## EXCERPT PROVIDED:
[Start of section]
GREAT FALLS — Wednesday, December 16, 2020 was when the first COVID vaccines were administered in Great Falls. The first person to receive the vaccine on that day was Tim Street, a physician assistant at Great Falls Clinic.
During the year since then, organizations that have dealt with the vaccine, including the City-County Health Department and Great Falls Public Schools, said there have been challenges but dealing with the vaccine has also been beneficial.
For CCHD deputy health officer Bowen Trystianson, dealing with the COVID vaccine over the past year has been a trial and error process.
"Initially we had that large scale clinic out at our fairgrounds. Highly successful and, of course, we got a lot of people who were really wanting to adopt the vaccine early. Then from there, after that closed down we kind of had to shift gears and shift tactics if you will. The rest of the group that seemed to want vaccines needed us to be where they were,” Trystianson said.
As of Thursday, December 16, an estimated 47% of Cascade County residents eligible for the vaccine were fully vaccinated. That's slightly below the overall vaccination rate in the state of 52%.
[End of section]
## ASSIGNMENT:
Carry on the news report about Great Falls' first year of COVID vaccinations, picking up after its final sentence.

## AVAILABLE DATA:
[Start of section]
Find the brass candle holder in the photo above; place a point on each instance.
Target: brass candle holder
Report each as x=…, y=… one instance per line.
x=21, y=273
[End of section]
[Start of section]
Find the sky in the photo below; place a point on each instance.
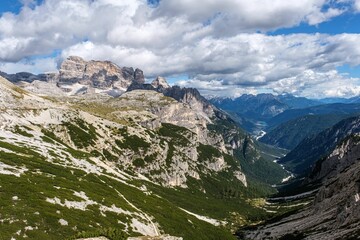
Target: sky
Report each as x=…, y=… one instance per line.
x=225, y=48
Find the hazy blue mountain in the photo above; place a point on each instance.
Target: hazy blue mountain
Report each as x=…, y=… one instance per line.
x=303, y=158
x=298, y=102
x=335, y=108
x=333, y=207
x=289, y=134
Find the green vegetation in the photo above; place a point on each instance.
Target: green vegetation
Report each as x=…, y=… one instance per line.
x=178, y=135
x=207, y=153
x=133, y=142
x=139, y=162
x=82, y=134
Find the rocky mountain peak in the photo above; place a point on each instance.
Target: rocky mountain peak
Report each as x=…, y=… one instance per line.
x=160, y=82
[End of section]
## RESPONSE TO THE EXERCISE:
According to the latest data from the CDC, more than 202 million people nationwide, or about 61%, of the country's population, are now fully vaccinated.
"I do think there has been a lot of value and a lot of learning in what we've done. We have always done a large-scale exercise for a mass vaccination with our flu clinics that we do out at the fairgrounds. We used a lot of what we have learned from that when we started rolling out the COVID vaccine, but what we're learning now is maybe more nuainsced ways to target specific populations to go into places,” Trystianson said.
GFPS nurse Erica Harp said the vaccine has given school nurses an opportunity to help educate the public.
"Nurses always prioritize evidenced-based practices and having evidenced-based information to give out to our colleagues and families. So I think that has been a really great roll for us to advocate flu vaccines, COVID vaccines, other vaccines, but to do it with the right information,” said Harp.
The vaccine, she said, has provided more than just an opportunity to educate and advocate though.
"I think it gave us hope,” Harp explained. "The school nurses did work with Alluvion Health at some of our shot clinics that were located inside Great Falls Public Schools buildings and the response I kept hearing was that it was nice to be in a hopeful environment."
Both Trystianson and Harp said the vaccine roll-out is something they will not soon forget.
As for the future of the vaccine, Trystianson said there will likely continue to be boosters and they will be released for different ages.